Audio-WestlakeU / ATST-SED

This repo includes the official implementations of "Fine-tune the pretrained ATST model for sound event detection".
MIT License
86 stars 13 forks source link

Testing the model with new data #8

Closed magicalvoice closed 2 months ago

magicalvoice commented 6 months ago

Hi,

@SaoYear Thank you for the great work. I am new to the problem of SED, I have fine-tuned iwth own data, Now, I just want to test the final fine-tuned model with test audio files, not having ground truth for the same. Is there any script to do that, without the need of preparing the .tsv files with onset offset event label etc. in the format of DESED data.

Basically, how will I use model for completely unknown input audio. if you could tell me in steps, It would be really helpful.

Thank you so much in advance!

SaoYear commented 6 months ago

Hi,

Thanks for your interests!

If I understand you correctly, what you want is to use the model to inference on some unlabeled audio clips.

* **Provided data**:
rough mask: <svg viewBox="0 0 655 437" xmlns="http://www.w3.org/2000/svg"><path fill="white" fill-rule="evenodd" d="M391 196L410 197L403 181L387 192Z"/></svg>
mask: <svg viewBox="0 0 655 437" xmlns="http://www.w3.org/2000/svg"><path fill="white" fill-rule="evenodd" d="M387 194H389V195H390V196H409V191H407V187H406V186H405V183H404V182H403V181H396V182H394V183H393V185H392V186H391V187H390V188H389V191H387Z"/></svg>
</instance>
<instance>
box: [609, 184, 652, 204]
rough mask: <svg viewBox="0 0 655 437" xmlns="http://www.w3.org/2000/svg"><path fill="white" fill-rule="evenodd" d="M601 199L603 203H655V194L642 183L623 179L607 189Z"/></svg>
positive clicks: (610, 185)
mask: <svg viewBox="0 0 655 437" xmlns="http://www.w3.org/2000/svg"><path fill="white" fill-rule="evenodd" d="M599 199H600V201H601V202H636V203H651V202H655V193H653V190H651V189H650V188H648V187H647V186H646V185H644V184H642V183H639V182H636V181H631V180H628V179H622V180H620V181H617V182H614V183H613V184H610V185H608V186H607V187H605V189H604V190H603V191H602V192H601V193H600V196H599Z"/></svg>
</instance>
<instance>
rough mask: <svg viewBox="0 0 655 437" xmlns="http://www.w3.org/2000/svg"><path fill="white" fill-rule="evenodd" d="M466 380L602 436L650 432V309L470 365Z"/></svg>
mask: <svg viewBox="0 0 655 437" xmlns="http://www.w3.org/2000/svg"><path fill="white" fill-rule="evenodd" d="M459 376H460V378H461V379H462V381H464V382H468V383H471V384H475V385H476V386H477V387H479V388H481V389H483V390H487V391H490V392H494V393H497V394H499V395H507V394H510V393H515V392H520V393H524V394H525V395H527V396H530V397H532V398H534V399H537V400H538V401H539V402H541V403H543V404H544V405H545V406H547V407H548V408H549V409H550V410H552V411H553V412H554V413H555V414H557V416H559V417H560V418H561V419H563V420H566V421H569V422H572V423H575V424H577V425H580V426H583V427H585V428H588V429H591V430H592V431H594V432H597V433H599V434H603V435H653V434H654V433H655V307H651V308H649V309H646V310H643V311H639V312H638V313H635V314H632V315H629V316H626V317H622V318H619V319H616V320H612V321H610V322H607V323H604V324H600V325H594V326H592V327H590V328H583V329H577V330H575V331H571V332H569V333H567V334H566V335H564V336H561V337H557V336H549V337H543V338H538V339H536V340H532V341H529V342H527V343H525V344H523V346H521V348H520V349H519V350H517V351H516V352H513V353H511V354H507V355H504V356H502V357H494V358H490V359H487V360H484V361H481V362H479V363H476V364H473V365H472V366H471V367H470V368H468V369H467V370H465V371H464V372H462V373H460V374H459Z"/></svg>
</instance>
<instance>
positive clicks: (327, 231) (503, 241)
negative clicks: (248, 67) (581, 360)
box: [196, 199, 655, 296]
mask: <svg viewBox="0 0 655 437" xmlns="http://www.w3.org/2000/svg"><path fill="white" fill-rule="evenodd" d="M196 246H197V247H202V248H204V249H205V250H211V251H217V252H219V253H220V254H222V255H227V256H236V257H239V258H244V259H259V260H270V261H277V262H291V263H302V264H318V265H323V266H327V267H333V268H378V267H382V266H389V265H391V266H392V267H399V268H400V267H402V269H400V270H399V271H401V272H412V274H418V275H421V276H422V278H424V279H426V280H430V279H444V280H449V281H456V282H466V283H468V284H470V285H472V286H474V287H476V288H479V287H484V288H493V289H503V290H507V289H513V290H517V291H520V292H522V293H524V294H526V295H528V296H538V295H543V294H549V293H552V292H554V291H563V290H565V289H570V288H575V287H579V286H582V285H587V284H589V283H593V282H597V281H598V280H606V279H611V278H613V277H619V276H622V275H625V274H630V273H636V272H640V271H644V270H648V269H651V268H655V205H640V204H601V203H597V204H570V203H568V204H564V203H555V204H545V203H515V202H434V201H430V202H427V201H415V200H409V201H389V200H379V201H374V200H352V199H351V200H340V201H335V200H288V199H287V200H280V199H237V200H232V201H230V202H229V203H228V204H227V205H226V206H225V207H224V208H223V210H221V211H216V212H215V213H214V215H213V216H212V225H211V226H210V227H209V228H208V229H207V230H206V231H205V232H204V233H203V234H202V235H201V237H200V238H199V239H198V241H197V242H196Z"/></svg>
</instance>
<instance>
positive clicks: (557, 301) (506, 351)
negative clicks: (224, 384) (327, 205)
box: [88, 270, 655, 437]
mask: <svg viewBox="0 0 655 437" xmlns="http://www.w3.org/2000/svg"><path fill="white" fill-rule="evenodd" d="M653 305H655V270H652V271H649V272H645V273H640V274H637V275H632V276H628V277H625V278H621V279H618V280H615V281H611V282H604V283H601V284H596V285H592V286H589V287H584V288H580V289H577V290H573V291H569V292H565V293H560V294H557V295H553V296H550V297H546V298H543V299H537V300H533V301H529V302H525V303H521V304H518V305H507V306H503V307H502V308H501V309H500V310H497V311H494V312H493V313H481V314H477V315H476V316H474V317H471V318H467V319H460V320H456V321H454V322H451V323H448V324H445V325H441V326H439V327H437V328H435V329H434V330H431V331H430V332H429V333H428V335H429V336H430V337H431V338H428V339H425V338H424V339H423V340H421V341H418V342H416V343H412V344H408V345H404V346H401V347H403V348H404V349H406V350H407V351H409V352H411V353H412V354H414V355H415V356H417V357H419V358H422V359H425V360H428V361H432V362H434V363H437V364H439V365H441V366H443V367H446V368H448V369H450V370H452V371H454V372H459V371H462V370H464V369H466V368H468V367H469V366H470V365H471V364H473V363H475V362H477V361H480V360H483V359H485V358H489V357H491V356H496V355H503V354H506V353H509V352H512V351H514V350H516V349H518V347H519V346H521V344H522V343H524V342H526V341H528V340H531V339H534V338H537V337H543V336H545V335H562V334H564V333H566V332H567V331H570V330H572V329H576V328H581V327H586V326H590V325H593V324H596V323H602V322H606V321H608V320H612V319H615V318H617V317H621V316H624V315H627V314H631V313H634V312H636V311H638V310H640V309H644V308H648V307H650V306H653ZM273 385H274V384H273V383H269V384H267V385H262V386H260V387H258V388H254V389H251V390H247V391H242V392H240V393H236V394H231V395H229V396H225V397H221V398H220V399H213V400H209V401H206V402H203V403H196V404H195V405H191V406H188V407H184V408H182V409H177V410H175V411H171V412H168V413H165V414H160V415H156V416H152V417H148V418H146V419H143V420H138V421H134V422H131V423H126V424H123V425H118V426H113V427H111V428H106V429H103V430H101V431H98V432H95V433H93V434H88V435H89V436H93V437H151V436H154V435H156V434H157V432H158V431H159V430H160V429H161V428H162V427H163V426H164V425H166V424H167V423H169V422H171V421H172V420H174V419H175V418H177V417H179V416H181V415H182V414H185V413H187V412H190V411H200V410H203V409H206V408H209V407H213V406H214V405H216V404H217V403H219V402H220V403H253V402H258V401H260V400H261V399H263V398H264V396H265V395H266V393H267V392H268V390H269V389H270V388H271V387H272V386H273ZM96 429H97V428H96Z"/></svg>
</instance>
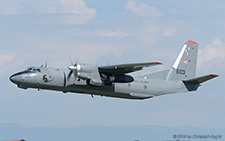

* **Assignment A**: In the forum thread, what license is listed for the repository?
* **Assignment B**: Write out the forum thread from "Basically, how will" to "much in advance!", substituting "unseen" for "unknown".
* **Assignment C**: Check each statement against the forum thread and answer yes or no, quoting the words that decide it: (i) The issue was closed two months ago. (ii) The person asking had ground truth for the test audio files. (iii) The repository has 13 forks.
The rows above are separate material and have no connection to the forum thread.

* **Exercise answer A**: MIT License

* **Exercise answer B**:
Basically, how will I use model for completely unseen input audio. if you could tell me in steps, It would be really helpful.

Thank you so much in advance!

* **Exercise answer C**:
(i) Yes: "closed 2 months ago"
(ii) No: "not having ground truth for the same"
(iii) Yes: "13 forks"